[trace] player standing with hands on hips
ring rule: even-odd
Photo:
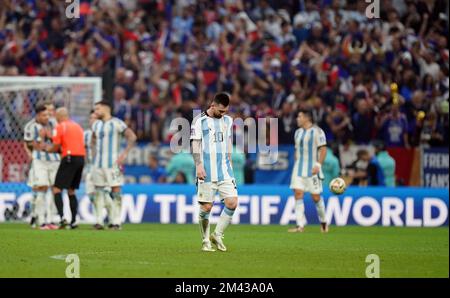
[[[295,214],[297,226],[289,232],[303,232],[305,228],[305,192],[311,193],[316,204],[320,230],[328,232],[325,218],[325,204],[321,197],[323,173],[321,165],[327,155],[327,142],[323,130],[313,124],[311,110],[301,110],[297,116],[299,129],[295,132],[295,165],[292,171],[290,188],[295,195]]]
[[[97,196],[95,200],[100,200],[98,196],[103,196],[108,211],[109,227],[120,230],[123,164],[137,137],[125,122],[111,115],[111,105],[108,101],[96,103],[94,112],[98,119],[92,125],[94,154],[92,175]],[[127,140],[127,147],[120,152],[123,137]],[[111,192],[107,189],[111,189]]]
[[[62,190],[67,189],[72,214],[70,228],[75,229],[78,227],[75,223],[78,212],[75,190],[80,187],[86,156],[84,131],[78,123],[70,120],[69,111],[64,107],[56,110],[56,121],[58,121],[58,125],[53,133],[53,144],[47,145],[45,151],[61,152],[62,157],[53,185],[55,205],[61,218],[59,228],[64,229],[67,226],[62,200]]]
[[[211,243],[220,251],[227,250],[223,243],[223,234],[230,225],[238,204],[231,164],[233,119],[225,115],[228,112],[229,103],[228,93],[216,94],[208,110],[195,117],[191,126],[203,251],[215,251]],[[209,235],[209,214],[216,192],[219,192],[225,206],[215,231]]]

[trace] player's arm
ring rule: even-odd
[[[202,161],[202,130],[199,119],[194,122],[191,128],[191,152],[195,163],[195,172],[198,179],[206,178],[206,171]]]
[[[230,125],[228,135],[230,136],[227,140],[228,160],[230,161],[230,166],[233,169],[233,159],[231,158],[232,154],[233,154],[233,126],[232,125]]]
[[[61,143],[62,143],[62,131],[61,131],[61,125],[57,125],[55,129],[55,135],[52,137],[52,143],[43,145],[45,146],[44,151],[55,153],[59,152],[61,150]],[[44,138],[41,137],[43,140]]]
[[[322,168],[322,164],[325,161],[325,157],[327,156],[327,143],[325,138],[325,133],[323,130],[319,130],[317,134],[317,138],[315,140],[317,144],[317,162],[312,168],[312,174],[317,175],[320,173],[320,169]]]
[[[134,133],[133,130],[131,130],[131,128],[127,128],[124,131],[124,137],[127,140],[127,147],[125,148],[125,150],[120,154],[119,158],[117,159],[117,164],[119,166],[122,166],[125,159],[128,156],[128,153],[130,153],[130,150],[134,147],[134,145],[136,144],[137,141],[137,136]]]
[[[25,152],[27,153],[28,157],[30,159],[32,159],[33,158],[33,151],[32,150],[34,149],[33,142],[25,141],[25,142],[23,142],[23,147],[24,147]]]
[[[206,171],[205,167],[203,166],[202,162],[202,140],[192,140],[191,141],[192,146],[192,157],[194,158],[195,163],[195,170],[197,173],[197,178],[204,180],[206,178]]]

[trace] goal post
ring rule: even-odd
[[[30,161],[23,148],[23,129],[35,116],[37,104],[52,101],[56,107],[64,106],[87,128],[89,112],[101,98],[99,77],[0,76],[0,190],[8,183],[27,181]]]

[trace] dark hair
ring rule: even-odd
[[[36,114],[39,114],[41,112],[44,112],[47,110],[46,104],[45,103],[40,103],[36,106]]]
[[[92,115],[92,114],[94,114],[95,113],[95,111],[92,109],[90,112],[89,112],[89,115]]]
[[[311,109],[300,109],[298,110],[298,113],[302,113],[303,115],[308,116],[309,120],[311,120],[311,122],[313,121],[313,114]]]
[[[228,105],[230,104],[230,94],[226,92],[217,93],[216,95],[214,95],[213,102],[215,102],[216,104],[221,104],[224,107],[228,107]]]
[[[107,106],[112,110],[111,103],[107,100],[102,100],[102,101],[96,102],[95,105]]]

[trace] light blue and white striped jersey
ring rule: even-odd
[[[53,121],[49,121],[46,127],[53,132],[53,130],[55,129],[55,124]],[[23,139],[25,140],[25,142],[32,142],[32,141],[40,142],[41,137],[39,136],[39,131],[42,128],[44,128],[44,126],[36,122],[35,118],[31,119],[27,124],[25,124],[24,127]],[[45,142],[47,144],[51,144],[52,140],[47,139],[45,140]],[[36,160],[58,161],[58,162],[61,160],[61,156],[59,155],[59,153],[48,153],[44,151],[33,150],[32,155],[33,159]]]
[[[308,129],[297,129],[294,139],[298,157],[294,171],[297,171],[299,177],[311,177],[312,168],[318,161],[318,149],[327,145],[325,133],[320,127],[313,125]]]
[[[122,137],[127,129],[125,122],[113,117],[108,121],[97,120],[92,124],[92,135],[95,136],[94,166],[111,169],[119,157]]]
[[[191,140],[202,140],[201,158],[206,171],[205,182],[233,179],[228,154],[231,153],[233,119],[223,116],[212,118],[205,112],[192,121]]]
[[[86,165],[92,164],[92,130],[84,131],[84,148],[86,149]]]

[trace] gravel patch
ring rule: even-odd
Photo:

*****

■ PROMPT ■
Where in the records does the string "trace" appear? Copy every line that has it.

■ RESPONSE ■
[trace] player standing with hands on hips
[trace] player's arm
[trace] goal post
[trace] dark hair
[trace] light blue and white striped jersey
[trace] gravel patch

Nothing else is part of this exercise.